From the first line to the last, copy the material exactly.

►

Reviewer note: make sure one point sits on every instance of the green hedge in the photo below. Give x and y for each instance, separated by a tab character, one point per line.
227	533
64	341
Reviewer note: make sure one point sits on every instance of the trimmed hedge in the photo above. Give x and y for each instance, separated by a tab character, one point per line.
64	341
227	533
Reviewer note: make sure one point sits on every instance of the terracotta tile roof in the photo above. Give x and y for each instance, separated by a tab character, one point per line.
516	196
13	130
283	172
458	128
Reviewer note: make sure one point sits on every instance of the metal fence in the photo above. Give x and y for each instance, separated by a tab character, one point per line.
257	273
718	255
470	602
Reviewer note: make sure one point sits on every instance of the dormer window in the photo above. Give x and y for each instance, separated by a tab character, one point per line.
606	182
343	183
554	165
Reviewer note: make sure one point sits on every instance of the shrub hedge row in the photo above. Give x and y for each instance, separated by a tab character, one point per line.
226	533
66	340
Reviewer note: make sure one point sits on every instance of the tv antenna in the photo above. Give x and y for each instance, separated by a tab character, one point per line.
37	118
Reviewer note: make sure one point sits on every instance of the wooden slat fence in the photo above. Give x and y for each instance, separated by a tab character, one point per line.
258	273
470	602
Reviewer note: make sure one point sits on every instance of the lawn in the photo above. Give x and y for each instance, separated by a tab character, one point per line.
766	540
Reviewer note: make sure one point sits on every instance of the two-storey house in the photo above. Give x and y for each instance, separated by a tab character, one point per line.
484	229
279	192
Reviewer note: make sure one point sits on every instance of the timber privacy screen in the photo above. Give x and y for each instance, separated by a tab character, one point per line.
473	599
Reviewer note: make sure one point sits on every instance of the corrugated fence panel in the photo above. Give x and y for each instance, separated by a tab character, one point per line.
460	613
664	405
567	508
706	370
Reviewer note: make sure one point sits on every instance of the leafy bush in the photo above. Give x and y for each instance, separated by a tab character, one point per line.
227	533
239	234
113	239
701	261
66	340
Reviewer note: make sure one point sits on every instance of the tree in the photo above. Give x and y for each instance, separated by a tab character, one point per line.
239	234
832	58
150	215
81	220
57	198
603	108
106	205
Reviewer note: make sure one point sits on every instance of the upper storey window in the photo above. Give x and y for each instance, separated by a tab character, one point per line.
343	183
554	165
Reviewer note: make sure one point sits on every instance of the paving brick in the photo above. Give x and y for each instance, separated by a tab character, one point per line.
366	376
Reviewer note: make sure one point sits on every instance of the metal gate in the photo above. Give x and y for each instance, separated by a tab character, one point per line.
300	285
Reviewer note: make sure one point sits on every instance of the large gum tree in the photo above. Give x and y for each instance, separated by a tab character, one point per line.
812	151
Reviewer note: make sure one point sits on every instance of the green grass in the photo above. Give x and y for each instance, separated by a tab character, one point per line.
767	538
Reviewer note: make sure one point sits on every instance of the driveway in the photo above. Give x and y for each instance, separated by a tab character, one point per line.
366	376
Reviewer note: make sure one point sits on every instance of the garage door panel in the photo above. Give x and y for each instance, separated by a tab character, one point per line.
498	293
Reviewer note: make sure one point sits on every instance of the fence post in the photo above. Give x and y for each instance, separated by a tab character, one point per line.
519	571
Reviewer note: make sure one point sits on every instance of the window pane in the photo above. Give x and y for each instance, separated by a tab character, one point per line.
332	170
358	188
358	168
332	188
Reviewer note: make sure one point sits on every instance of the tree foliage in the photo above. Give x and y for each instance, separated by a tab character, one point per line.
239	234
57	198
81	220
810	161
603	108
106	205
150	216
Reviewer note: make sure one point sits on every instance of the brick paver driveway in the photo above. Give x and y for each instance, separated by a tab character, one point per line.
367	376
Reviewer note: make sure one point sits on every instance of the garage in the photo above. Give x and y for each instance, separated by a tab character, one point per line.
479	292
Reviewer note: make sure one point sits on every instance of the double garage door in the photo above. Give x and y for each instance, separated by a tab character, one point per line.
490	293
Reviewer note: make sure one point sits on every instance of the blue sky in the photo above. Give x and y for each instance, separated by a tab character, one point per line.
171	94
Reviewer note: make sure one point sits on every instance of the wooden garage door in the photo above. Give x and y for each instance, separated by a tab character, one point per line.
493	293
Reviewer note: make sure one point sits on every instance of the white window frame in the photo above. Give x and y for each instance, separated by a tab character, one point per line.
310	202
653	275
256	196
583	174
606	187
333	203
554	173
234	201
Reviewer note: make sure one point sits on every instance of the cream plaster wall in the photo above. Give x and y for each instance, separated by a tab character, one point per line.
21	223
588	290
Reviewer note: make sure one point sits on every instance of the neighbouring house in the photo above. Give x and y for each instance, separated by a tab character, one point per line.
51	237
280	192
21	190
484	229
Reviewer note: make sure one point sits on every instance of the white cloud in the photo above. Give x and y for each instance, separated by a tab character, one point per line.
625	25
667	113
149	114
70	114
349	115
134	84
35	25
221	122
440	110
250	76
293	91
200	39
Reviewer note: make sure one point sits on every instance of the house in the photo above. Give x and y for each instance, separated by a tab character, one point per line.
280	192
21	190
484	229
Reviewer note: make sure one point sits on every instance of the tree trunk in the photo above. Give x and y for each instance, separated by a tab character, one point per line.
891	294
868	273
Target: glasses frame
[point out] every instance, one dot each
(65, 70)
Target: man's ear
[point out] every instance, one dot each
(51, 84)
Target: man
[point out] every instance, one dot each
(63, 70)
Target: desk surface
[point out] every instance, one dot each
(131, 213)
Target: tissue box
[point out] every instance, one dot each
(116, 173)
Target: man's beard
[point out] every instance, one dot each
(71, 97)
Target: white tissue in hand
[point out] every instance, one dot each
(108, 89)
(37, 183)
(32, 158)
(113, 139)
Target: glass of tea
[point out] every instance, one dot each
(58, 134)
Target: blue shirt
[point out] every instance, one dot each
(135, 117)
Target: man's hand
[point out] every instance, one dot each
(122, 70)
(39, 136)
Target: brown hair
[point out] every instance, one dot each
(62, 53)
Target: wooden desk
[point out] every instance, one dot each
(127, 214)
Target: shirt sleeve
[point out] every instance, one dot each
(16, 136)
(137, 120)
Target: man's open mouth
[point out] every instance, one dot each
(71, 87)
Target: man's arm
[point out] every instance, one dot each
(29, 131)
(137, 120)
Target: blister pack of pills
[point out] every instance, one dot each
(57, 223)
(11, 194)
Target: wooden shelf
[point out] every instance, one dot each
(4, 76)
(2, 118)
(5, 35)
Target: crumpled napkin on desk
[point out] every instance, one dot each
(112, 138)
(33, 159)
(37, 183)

◄

## Task answer
Reviewer note: make sure one point sits on every instance of the green hedge in the photo below. Give x and y for each instance, separated by a tab character, one point per line.
227	533
64	341
Reviewer note: make sure one point sits on every instance of the trimmed hedge in the photo above. Give x and y for each instance, separated by a tab character, one point per line.
64	341
227	533
Reviewer note: make sure one point sits on every instance of the terracotta tile roof in the photo above. Give x and y for each instance, separated by a tab character, one point per line.
516	196
13	130
283	172
458	128
Reviewer note: make sure one point sits on every instance of the metal fence in the photo above. Give x and y for each instance, separated by a tab character, one point per line.
257	273
718	255
470	602
Reviewer note: make sure one point sits on every instance of the dormer window in the photo above. Give x and y for each instance, separated by a tab character, one point per line.
606	182
343	183
554	165
Reviewer note: make sure one point sits on every instance of the shrub hedge row in the photo above. Give x and y for each instance, separated by a tab character, one point per line.
226	533
66	340
Reviewer note: make sure one point sits on every instance of the tv antenna in the photo above. Give x and y for each instance, separated by a tab character, one point per line.
37	118
Reviewer note: make sure one point sits on every instance of the wooden slat fence in the photo above. Give x and y for each instance, separated by a tab character, one point per line.
258	273
470	602
Reviewer note: make sure one point sits on every instance of the lawn in the photo above. Give x and y for each instance, separated by a tab character, one point per line.
766	540
Reviewer note: make sure one point sits on every instance of the two-storey house in the photo above. Give x and y for each instance, separated by a tab character, one point per line.
484	229
279	192
Reviewer note: make sure one point sits on every instance of the timber privacy screen in the photo above. Give x and y for each instance, separated by a tab character, one point per line.
473	599
Reviewer note: make sure one point sits on every instance of the corrugated fence panel in the photo above. Give x and y for each instance, separated by a tab character, one point per line.
460	613
664	405
567	508
706	370
Reviewer note: make sure one point sits on every instance of the leafy bush in the photo above. Give x and y for each instance, separated by a tab character, one point per line.
227	533
239	234
113	239
701	261
66	340
Reviewer note: make sure one point sits on every instance of the tree in the photo above. Give x and y for each instance, separated by a tab character, one point per line.
239	234
832	58
150	215
81	220
57	198
603	108
106	205
Reviewer note: make sure one point sits on every instance of the upper storey window in the photo above. Give x and y for each instance, separated by a tab character, one point per line.
343	183
554	165
Reviewer note: make sure one point sits on every instance of the paving brick in the photo above. Give x and y for each instance, separated by a tab character, one point per line.
366	376
Reviewer note: make sure one point sits on every instance of the metal gate in the photo above. Give x and y for each instance, separated by a tab character, one point per line.
300	285
Reviewer note: make sure one point sits on every instance of the large gum tree in the photo above. Give x and y for each instance, separated by a tab character, one point per line.
812	151
Reviewer note: make sure one point sits on every instance of the green grass in the photo above. Give x and y for each instance, separated by a tab character, one point per line.
767	538
Reviewer note: make sure one point sits on every instance of the driveway in the photo above. Give x and y for each instance, separated by a tab character, one point per line.
366	376
Reviewer note: make sure one point sits on every instance of the garage door panel in the photo above. Give x and y for each instance, separated by a tab character, one point per line.
498	293
Reviewer note: make sure one point sits on every instance of the fence post in the photo above. Give x and y for each instance, separated by a tab character, one point per line.
519	571
Reviewer note: make sure one point sits on every instance of the window pane in the photo above. Give x and y for each instance, separated by a tab character, one point per line.
332	170
358	188
358	168
332	188
Reviewer note: make sure one point sits on every instance of the tree foliage in the photo above. Give x and y for each instance, separated by a tab character, one point per line.
239	234
57	198
81	220
810	161
603	108
106	205
150	216
Reviewer note: make sure one point sits on every instance of the brick paver driveway in the photo above. Give x and y for each instance, separated by a tab character, one point per line.
367	376
Reviewer note: make sure one point sits on every instance of the garage in the photo above. Give x and y for each instance, separated by a tab character, one point per line.
479	292
Reviewer note: make sure one point sits on every instance of the double garage door in the photo above. Give x and y for each instance, separated by a tab character, one point per line.
490	293
Reviewer note: make sure one point sits on every instance of the blue sky in the photo above. Give x and y for each instance, separated by a tab character, one point per line.
171	94
Reviewer note: make sure one point sits on every instance of the wooden garage door in the photo above. Give x and y for each instance, separated by a tab character, one point per line.
493	293
Reviewer note: make sure one point sits on every instance of the white window frame in the photo above. Give x and y for each instance, separated by a tab character, one point per line.
310	202
653	275
256	196
583	174
606	187
333	203
554	173
234	201
Reviewer note: make sure one point sits on every instance of the cream plaster wall in the photo above. Give x and y for each instance, separated by a tab character, one point per line.
21	223
588	290
Reviewer note: make sure one point sits on every instance of the neighbouring house in the photo above. Give x and y for each instance, separated by a tab character, one point per line.
51	237
280	192
21	190
484	229
Reviewer note: make sure one point sits on every instance of the white cloud in the photo above. Give x and y for each instance, separated by a tab character, one point per line.
625	25
667	113
149	114
70	114
349	115
134	84
35	25
221	122
440	110
250	76
293	91
200	39
Reviewer note: make sure one point sits on every instance of the house in the photo above. Give x and y for each instance, separated by a tab character, one point per line.
280	192
21	190
484	229
Reviewer note: make sure one point sits on every instance of the tree trunk in the photo above. Give x and y for each instance, separated by a tab character, one point per line.
891	294
868	273
Target: glasses frame
[point out] every instance, one dot each
(65, 70)
Target: man's ear
[point out] every instance, one dot each
(51, 84)
Target: man
[point out] every instance, one dot each
(63, 70)
Target: desk surface
[point out] every instance, one dot each
(131, 213)
Target: tissue box
[point out] every instance, one dot each
(116, 173)
Target: man's beard
[point out] every instance, one dot each
(71, 97)
Target: white tissue in hand
[point out] every instance, one dot each
(108, 89)
(37, 183)
(32, 158)
(113, 139)
Target: glass of tea
[point out] every instance, one dot each
(58, 134)
Target: blue shirt
[point out] every instance, one dot each
(135, 117)
Target: man's hand
[point out] every instance, one dot each
(122, 70)
(39, 136)
Target: brown hair
[point out] every instance, one dot each
(62, 53)
Target: wooden desk
[point out] every instance, one dot each
(127, 214)
Target: shirt sleeve
[point out] every instance, one dot each
(16, 136)
(137, 120)
Target: man's open mouth
[point out] every instance, one dot each
(71, 87)
Target: man's arm
[point out] every instance, one dot each
(29, 131)
(137, 120)
Target: blister pack of pills
[point out] every instance, one dot each
(57, 223)
(11, 194)
Target: wooden shelf
[point out] every instance, one dot each
(4, 76)
(2, 118)
(5, 35)
Target: crumpled napkin on desk
[point out] every instance, one dot each
(112, 138)
(33, 159)
(37, 183)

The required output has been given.